Task requirements —
Transcribe every line of the records verbatim.

[Point localization data]
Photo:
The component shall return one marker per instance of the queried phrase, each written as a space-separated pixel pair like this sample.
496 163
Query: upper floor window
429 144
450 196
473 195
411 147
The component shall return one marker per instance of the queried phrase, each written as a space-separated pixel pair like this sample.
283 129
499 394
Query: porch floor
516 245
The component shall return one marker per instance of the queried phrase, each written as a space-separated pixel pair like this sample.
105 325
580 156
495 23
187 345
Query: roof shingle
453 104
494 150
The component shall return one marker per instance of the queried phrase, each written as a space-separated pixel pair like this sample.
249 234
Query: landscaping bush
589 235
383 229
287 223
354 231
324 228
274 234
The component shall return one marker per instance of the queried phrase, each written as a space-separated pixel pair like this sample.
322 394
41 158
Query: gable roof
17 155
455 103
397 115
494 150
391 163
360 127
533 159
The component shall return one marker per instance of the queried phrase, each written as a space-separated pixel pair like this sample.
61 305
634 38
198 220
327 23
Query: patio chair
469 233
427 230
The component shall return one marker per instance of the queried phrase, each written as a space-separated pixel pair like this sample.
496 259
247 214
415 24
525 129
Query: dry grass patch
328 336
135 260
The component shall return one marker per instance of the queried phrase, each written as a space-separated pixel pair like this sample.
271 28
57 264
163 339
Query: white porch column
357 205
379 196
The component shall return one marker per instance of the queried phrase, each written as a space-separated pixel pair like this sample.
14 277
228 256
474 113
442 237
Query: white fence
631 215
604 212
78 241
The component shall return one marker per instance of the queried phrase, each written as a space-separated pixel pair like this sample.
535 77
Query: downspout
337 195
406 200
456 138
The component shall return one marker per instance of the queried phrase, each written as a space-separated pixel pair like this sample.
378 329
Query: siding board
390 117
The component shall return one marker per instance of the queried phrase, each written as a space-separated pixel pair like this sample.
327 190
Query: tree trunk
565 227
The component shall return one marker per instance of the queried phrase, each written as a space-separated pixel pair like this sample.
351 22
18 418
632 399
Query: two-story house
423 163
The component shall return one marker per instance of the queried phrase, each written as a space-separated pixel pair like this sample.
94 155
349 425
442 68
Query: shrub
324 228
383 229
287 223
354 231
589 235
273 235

Solved problem —
Photo:
The component shall return one marker per instance of the queried phrase, each written as a space-separated pixel pair like this sample.
496 163
Query: upper floor window
429 144
450 196
473 195
411 147
The component shall return one marker per instance of the queried phrase, each written as a space-separated pixel pair like this sample.
283 129
499 394
Query: porch floor
516 245
The component shall return one marker per instance of the queried phrase, each written as a space-separated pixel pair like this sample.
105 325
580 156
495 23
187 345
Query: roof shingle
453 104
494 150
The component shall return one marker per instance of the queried phrase, each written as a space-separated pixel pair like this sample.
249 234
Query: landscaping bush
589 235
383 229
287 223
354 231
324 228
274 234
The component shall return one marker per instance of the queried phrase, each written as a space-separated pixel pair like this sample.
322 394
41 158
Query: gable roof
17 155
455 103
397 115
494 150
391 163
360 127
533 159
The component shall return one marker per instance of the queried phrase, each written as a space-separated pixel pair like this sample.
61 305
634 38
198 220
327 23
Query: patio chair
469 233
427 230
The component shall return one marker per instance of the queried phrase, each written as a space-separated pixel pair like this sample.
496 259
247 214
415 24
525 129
Query: dry grass patch
328 336
135 260
The component shall return one marker per instance of the queried phrase, each written as a space-separated pixel pair like this sample.
271 28
57 264
163 339
Query: white porch column
357 205
379 196
The component shall return one marker per instance of the queried phrase, each written as a space-separated pixel pair like this sample.
14 277
228 256
474 113
442 237
Query: white fence
631 215
604 212
78 241
The component shall return one marker per instance of the queried phrase, each written as a space-separated pixel pair like this sample.
535 77
Query: downspout
337 195
406 200
456 138
The component shall return one marker per instance of the queried phrase, each written as a space-separated pixel pair like this sample.
378 329
Query: siding board
390 117
The component shall return one marker per instance of the queried phrase, each written as a space-separated pixel pair like this sample.
327 190
Query: tree trunk
565 227
The component shall return one marker per instance of the queried phrase, each written as a space-separated pixel pair like this sample.
351 22
18 418
632 399
Query: two-story house
423 163
The component shall return one marker per instance of the queried phrase, each written as a space-separated pixel pair like this sample.
94 155
349 425
442 68
Query: shrub
324 228
383 229
287 223
354 231
589 235
273 235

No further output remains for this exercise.